> _Work request 1_:
In the school district map excerpt, which website were the elementary, secondary and unified district files sent through?
> _Work request 2_:
Copy word for word the passage of the school district map excerpt between "Once the mapping" and "introduction and footnotes.", inclusive.

> _Excerpt_:
The initial pass resulted in an incomplete map, full of holes where districts presumably should be. There were three folders in the Census zip file I downloaded and I had assumed the “unified school districts” shapefiles meant all of the school districts. Never assume. I had to send all three (elementary, secondary and unified districts) through shpescape.com, combine them all into one file, and then delete some overlapping districts. Other bug-inducing factors were variations in district naming between the Census files and Viktoria’s file, such as “Regional district 06” in one was “Region 6” in another. Another glitch in building a complete map was that one district had multiple polygons, which did not import smoothly and had to be mucked with to add it to a row in the Fusion Table.
After all these mapping bugs were addressed, we debated whether there wasn’t one more little district missing at the top of Connecticut. We turned to Google Maps to discover that no district was missing, it was just Massachusetts jutting into Connecticut in an odd little keyhole formation along Connecticut’s northern border. Who knew?
Once the mapping issues were resolved, we pulled the data into a table/map framework that Vaughn Hagerty had built for a previous project. Some of the data was not showing up properly because there were irregularities in the data types, some text in cells that were designated for numbers (e.g. salaries). The solution was for Viktoria to remove the text from the cells and incorporate comments into the introduction and footnotes.
The code is definitely still in development, as we hone it and add features and, eventually, include a configuration wizard. Although we’re not really ready to release the code, which is still a bit rough, I can talk a bit about what it does. It depends on open-source libraries such as backbone.js, underscore.js, handlebars.js, jQuery, the Google Chart Tools API (for tables and graphs) and either Google Maps or the Leaflet OpenStreetMap API. We hope to add D3.js support for more sophisticated graphs and already have cribbed some functions from that great library to handle comma-separated (CSV) values.

Saved entries:
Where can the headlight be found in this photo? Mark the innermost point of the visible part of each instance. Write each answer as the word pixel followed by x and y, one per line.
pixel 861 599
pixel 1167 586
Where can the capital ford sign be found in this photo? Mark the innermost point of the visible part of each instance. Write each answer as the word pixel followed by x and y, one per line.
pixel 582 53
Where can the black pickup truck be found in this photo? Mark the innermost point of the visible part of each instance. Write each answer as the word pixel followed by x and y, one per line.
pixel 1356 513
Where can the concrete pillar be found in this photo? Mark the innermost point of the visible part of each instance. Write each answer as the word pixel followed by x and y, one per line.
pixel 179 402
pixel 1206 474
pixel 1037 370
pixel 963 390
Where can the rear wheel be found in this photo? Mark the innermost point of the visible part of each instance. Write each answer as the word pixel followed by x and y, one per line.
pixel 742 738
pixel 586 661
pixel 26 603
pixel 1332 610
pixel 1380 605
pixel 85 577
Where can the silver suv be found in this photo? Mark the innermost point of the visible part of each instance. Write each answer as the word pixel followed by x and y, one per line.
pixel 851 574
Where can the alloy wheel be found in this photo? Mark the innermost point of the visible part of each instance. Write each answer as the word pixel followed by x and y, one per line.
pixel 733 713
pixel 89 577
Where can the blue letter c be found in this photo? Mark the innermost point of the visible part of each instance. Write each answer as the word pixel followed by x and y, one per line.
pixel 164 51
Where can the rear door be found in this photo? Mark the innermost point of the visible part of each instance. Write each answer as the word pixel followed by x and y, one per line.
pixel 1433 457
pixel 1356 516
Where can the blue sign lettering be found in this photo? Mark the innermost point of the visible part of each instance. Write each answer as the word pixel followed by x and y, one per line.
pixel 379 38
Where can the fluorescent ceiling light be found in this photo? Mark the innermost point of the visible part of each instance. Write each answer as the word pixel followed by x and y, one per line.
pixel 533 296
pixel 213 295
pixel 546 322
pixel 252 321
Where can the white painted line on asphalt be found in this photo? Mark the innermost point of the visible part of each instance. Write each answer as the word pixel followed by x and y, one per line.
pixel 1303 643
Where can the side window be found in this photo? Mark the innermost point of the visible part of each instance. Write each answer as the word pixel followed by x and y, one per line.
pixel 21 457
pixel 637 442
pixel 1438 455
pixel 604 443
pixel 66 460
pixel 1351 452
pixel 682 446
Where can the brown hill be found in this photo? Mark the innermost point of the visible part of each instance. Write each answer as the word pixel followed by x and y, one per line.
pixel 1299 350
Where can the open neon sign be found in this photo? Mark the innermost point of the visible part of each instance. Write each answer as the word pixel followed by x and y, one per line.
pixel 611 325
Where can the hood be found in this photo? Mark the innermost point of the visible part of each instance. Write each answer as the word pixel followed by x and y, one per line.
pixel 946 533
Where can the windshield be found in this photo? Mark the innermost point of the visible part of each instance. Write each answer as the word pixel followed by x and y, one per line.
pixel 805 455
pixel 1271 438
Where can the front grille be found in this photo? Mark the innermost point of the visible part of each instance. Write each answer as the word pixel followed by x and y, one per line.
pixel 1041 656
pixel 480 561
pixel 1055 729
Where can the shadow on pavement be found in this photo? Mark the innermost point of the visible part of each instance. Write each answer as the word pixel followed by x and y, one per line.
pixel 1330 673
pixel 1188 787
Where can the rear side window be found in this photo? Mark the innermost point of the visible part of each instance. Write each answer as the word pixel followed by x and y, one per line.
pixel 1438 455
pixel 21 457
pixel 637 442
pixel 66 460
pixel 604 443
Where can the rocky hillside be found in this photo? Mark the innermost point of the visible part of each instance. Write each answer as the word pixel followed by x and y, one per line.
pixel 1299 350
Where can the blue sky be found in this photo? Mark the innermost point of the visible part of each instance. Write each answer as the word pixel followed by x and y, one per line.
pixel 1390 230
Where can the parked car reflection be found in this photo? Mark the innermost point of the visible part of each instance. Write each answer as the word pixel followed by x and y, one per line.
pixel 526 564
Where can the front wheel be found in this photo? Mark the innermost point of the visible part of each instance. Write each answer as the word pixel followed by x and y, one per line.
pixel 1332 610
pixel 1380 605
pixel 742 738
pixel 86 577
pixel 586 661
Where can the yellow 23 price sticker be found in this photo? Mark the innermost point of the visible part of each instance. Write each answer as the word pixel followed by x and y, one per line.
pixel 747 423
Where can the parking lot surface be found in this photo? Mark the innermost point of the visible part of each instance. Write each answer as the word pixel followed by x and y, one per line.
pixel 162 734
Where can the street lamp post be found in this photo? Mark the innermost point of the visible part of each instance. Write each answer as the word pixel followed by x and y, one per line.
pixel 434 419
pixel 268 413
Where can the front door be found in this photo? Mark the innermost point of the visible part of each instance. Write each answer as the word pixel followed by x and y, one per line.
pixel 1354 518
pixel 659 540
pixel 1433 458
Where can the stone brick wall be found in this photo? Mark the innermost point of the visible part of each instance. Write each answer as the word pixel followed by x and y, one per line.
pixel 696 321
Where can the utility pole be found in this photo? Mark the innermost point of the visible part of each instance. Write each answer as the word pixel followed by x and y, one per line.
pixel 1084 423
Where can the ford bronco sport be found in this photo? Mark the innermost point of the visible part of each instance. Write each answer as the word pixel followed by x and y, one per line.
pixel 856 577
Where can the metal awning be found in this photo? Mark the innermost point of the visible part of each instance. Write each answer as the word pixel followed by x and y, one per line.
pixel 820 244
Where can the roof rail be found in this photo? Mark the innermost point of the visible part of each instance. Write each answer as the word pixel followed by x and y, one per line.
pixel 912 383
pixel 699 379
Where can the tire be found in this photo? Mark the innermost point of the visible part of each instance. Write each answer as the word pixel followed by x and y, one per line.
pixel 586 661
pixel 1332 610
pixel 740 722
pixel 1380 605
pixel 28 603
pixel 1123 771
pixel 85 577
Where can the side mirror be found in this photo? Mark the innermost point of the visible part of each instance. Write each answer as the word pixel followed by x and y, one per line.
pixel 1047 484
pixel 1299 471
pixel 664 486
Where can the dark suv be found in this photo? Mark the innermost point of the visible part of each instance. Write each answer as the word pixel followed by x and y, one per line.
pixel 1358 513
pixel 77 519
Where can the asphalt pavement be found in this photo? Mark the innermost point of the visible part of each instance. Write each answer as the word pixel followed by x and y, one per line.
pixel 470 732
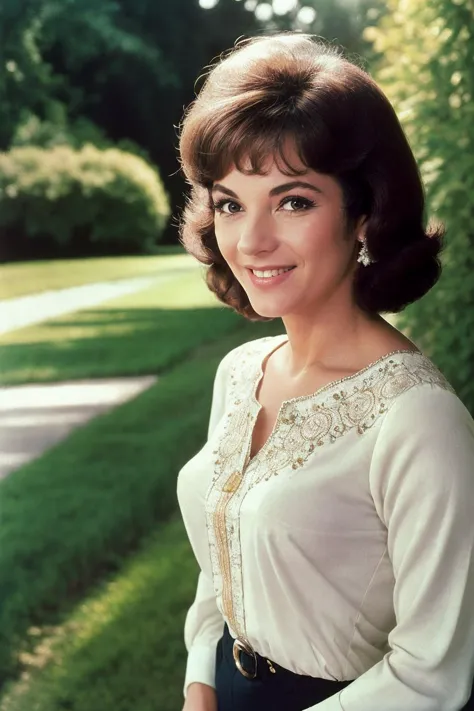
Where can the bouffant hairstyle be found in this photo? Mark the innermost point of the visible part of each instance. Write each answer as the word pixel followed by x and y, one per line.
pixel 290 86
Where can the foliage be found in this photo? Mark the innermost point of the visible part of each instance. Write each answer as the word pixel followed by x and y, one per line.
pixel 81 199
pixel 428 72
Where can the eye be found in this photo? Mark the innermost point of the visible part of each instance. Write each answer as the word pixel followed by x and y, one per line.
pixel 297 203
pixel 220 205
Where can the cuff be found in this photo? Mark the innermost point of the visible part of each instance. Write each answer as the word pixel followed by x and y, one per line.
pixel 201 666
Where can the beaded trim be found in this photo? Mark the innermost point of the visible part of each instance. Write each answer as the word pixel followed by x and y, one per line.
pixel 303 425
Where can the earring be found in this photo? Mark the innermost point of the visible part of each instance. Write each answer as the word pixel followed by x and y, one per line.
pixel 364 256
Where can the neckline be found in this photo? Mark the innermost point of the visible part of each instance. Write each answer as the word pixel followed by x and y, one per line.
pixel 316 393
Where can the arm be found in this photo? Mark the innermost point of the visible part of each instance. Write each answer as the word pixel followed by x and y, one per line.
pixel 422 483
pixel 204 623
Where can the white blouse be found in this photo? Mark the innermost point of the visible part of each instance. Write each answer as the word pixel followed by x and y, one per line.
pixel 345 548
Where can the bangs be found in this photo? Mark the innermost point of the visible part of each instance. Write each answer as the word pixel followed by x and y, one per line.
pixel 249 142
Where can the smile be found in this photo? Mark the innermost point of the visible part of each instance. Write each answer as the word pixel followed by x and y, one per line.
pixel 269 273
pixel 269 278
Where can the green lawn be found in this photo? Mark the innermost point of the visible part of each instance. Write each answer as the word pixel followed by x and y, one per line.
pixel 73 521
pixel 122 647
pixel 146 332
pixel 23 278
pixel 72 518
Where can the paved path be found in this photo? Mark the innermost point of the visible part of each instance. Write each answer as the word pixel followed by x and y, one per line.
pixel 33 418
pixel 26 310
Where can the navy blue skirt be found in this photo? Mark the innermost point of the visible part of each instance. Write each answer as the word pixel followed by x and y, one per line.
pixel 278 690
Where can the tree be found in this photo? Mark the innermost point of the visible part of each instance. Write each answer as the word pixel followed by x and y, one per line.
pixel 428 73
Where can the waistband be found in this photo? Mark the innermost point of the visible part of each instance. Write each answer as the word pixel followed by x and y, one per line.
pixel 265 668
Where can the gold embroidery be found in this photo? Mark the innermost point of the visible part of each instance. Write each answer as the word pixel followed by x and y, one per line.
pixel 304 424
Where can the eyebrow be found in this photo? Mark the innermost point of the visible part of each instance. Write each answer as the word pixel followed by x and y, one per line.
pixel 274 191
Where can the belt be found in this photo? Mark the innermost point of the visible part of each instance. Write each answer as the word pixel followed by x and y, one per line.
pixel 246 659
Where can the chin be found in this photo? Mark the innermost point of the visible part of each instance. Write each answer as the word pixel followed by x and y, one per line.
pixel 269 310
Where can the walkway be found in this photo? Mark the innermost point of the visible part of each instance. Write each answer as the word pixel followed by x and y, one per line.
pixel 33 418
pixel 27 310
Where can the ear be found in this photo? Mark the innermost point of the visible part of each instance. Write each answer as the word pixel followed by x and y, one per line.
pixel 360 228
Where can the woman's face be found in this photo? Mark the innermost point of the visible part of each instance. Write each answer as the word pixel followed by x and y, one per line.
pixel 265 223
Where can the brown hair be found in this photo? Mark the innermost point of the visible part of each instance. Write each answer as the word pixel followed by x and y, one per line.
pixel 272 88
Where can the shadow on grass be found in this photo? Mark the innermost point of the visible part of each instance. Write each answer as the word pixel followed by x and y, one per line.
pixel 70 518
pixel 124 647
pixel 113 342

> _Response box 1_:
shpescape.com

> _Response box 2_:
Once the mapping issues were resolved, we pulled the data into a table/map framework that Vaughn Hagerty had built for a previous project. Some of the data was not showing up properly because there were irregularities in the data types, some text in cells that were designated for numbers (e.g. salaries). The solution was for Viktoria to remove the text from the cells and incorporate comments into the introduction and footnotes.